Pero De Martino comete un error inmenso, un error de fondo sin duda inherente a toda antropología. De Martino ignora la amplitud del concepto de presencia, ya que la concibe todavía como un atributo del sujeto humano, lo cual le lleva inevitablemente a oponer la presencia al “mundo que se hace presente”. La diferencia entre el hombre moderno y el primitivo no consiste, como De Martino dice, en el hecho de que el segundo se encontraría en defecto con respecto del primero, al no haber adquirido aún la seguridad de éste. La diferencia consiste, por el contrario, en que el “primitivo” demuestra una mayor apertura, una mayor atención, al venir a la presencia de los entes, y por tanto, como consecuencia, una mayor vulnerabilidad a las fluctuaciones de éste. El hombre moderno, el sujeto clásico, no es un salto fuera de lo primitivo, sino que, más bien, es tan sólo un primitivo que se ha vuelto indiferente al acontecimiento de los seres, que ya no sabe acompañar al venir a la presencia de las cosas, que es pobre de mundo. De hecho, toda la obra de De Martino está atravesada por un amor infeliz hacia el sujeto clásico. Infeliz, debido a que De Martino tiene, como Janet, una comprensión demasiado íntima del mundo mágico, una sensibilidad demasiado rara hacia el Bloom, como para no sentir, secretamente, todos sus efectos. Lo que ocurre es que, cuando se es un hombre, en la Italia de los años 40, ciertamente se tiene más que nada el interés de callar dicha sensibilidad y de confesar una pasión desenfrenada por la plasticidad majestuosa y, a partir de ahora, admirablemente kitsch del sujeto clásico. De este modo, De Martino se acorraló en la postura cómica que es denunciar el error metodológico de querer aprehender el mundo mágico desde el punto de vista de una presencia asegurada, al mismo tiempo que la conserva como horizonte de referencia. En última instancia, hace suya la utopía moderna de una objetividad pura de toda subjetividad y de una subjetividad exenta de toda objetividad.
En realidad, la presencia es tan poco un atributo del sujeto humano que ella es aquello que se da. “El fenómeno a retener, aquí, no es ni el simple ente ni su modo de estar presente, sino la entrada en presencia; una entrada que es siempre nueva, cualquiera que sea el dispositivo histórico en que aparezca lo dado” (Reiner Schürmann, El principio de anarquía). Así se define el ek-stasis ontológico del ser-ahí humano, su co-pertenencia a cada situación vivida. La presencia en sí misma es inhumana. Inhumanidad que triunfa en la crisis de la presencia, cuando lo ente se impone en toda su aplastante insistencia. La donación de la presencia, entonces, ya no puede seguir siendo acogida; toda forma-de-vida, es decir, toda manera de acoger esta donación, se disipa. Lo que hay que historizar no es entonces el progreso de la presencia hacia la estabilidad final, sino las diferentes maneras en que ésta se da, las diferentes economías de la presencia. Y si bien existe hoy en día, en la era del Bloom, una crisis generalizada de la presencia, esto es así solamente en virtud de la generalidad de la economía en crisis: la economía occidental, moderna y hegemónica, de la presencia constante. Economía que tiene como característica propia la denegación de la posibilidad misma de su crisis por medio del chantaje del sujeto clásico, regente y medida de todas las cosas. El Bloom resalta históricamente el fin de la efectividad social-mágica de ese chantaje o fábula. La crisis de la presencia entra nuevamente en el horizonte de la existencia humana, pero no se responde a ella de la misma manera que en el mundo tradicional; no se la reconoce como tal.

[Datos recopilados]
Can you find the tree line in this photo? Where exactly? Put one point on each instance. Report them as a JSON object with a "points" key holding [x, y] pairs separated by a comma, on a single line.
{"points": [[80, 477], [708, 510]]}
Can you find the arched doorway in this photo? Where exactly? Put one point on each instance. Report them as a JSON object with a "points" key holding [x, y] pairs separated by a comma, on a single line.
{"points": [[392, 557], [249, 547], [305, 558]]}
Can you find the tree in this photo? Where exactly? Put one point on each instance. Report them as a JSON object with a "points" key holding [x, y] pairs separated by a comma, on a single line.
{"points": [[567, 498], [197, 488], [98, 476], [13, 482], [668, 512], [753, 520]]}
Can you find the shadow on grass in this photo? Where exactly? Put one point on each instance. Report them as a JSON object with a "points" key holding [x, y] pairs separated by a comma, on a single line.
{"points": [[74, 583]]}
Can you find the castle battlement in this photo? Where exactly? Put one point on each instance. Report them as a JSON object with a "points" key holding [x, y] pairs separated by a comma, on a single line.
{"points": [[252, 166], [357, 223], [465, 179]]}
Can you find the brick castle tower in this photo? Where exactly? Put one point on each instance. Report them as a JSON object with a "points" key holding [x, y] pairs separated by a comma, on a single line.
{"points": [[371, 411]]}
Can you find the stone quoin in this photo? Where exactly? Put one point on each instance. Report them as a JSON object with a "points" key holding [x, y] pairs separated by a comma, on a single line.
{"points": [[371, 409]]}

- **ACTIVIDAD PROPUESTA**
Escribe la continuación del fragmento sobre la crisis de la presencia, a partir de su última oración.

- **RESPUESTA AL EJERCICIO**
En la era del Bloom la crisis de la presencia se cronifica y se objetiva en una inmensa acumulación de dispositivos. Cada dispositivo funciona como una prótesis ek-sistencial que se administra al Bloom para permitirle sobrevivir en la crisis de la presencia sin que la perciba, y para permitirle permanecer en ella día tras día sin sucumbir — un celular, un psicólogo, un amante, un sedante o un cine conforman una especie de muletas bastante adecuadas, siempre y cuando uno pueda cambiarlas a menudo. Considerados singularmente, los dispositivos son otras tantas fortalezas erigidas contra el acontecimiento de las cosas; tomados en masa, son el hielo seco que se esparce sobre el hecho de que cada cosa, en su venir a la presencia, lleva consigo un mundo. Lo objetivo: mantener a toda costa la economía dominante mediante la gestión autoritaria, en todo lugar, de la crisis de la presencia; instalar planetariamente un presente contra el libre juego de todo venir a la presencia. En pocas palabras: el mundo se endurece.
Desde que el Bloom se ha insinuado en el corazón de la civilización, se ha hecho todo lo posible para aislarlo, para neutralizarlo. Muy a menudo, y ya muy biopolíticamente, se le ha tratado como una enfermedad: primero se llamó psicastenia, con Janet, y luego esquizofrenia. Hoy en día se prefiere hablar de depresión. Las calificaciones cambian, ciertamente, pero la maniobra es siempre la misma: reducir las manifestaciones del Bloom que son demasiado extremas a puros “problemas subjetivos”. Circunscribiéndolo como enfermedad, se lo individualiza, se lo localiza y se lo reprime, de tal manera que ya no pueda ser asumible colectivamente, comúnmente. Si lo vemos bien, la biopolítica nunca ha tenido otro propósito: garantizar que nunca se constituyan mundos, técnicas, dramatizaciones compartidas, magias, en el seno de las cuales la crisis de la presencia pueda ser vencida, asumida, pueda devenir un centro de energía, una máquina de guerra. La ruptura de toda transmisión de la experiencia, la ruptura de la tradición histórica está ahí, salvajemente mantenida, para asegurar que el Bloom se mantenga siempre entregado, remitido a “sí mismo”, a su propia y solitaria burla, a su aplastante y mítica “libertad”. Existe ante todo un monopolio biopolítico de los remedios para la presencia en crisis, que siempre está dispuesto a defenderse con la violencia más lejana.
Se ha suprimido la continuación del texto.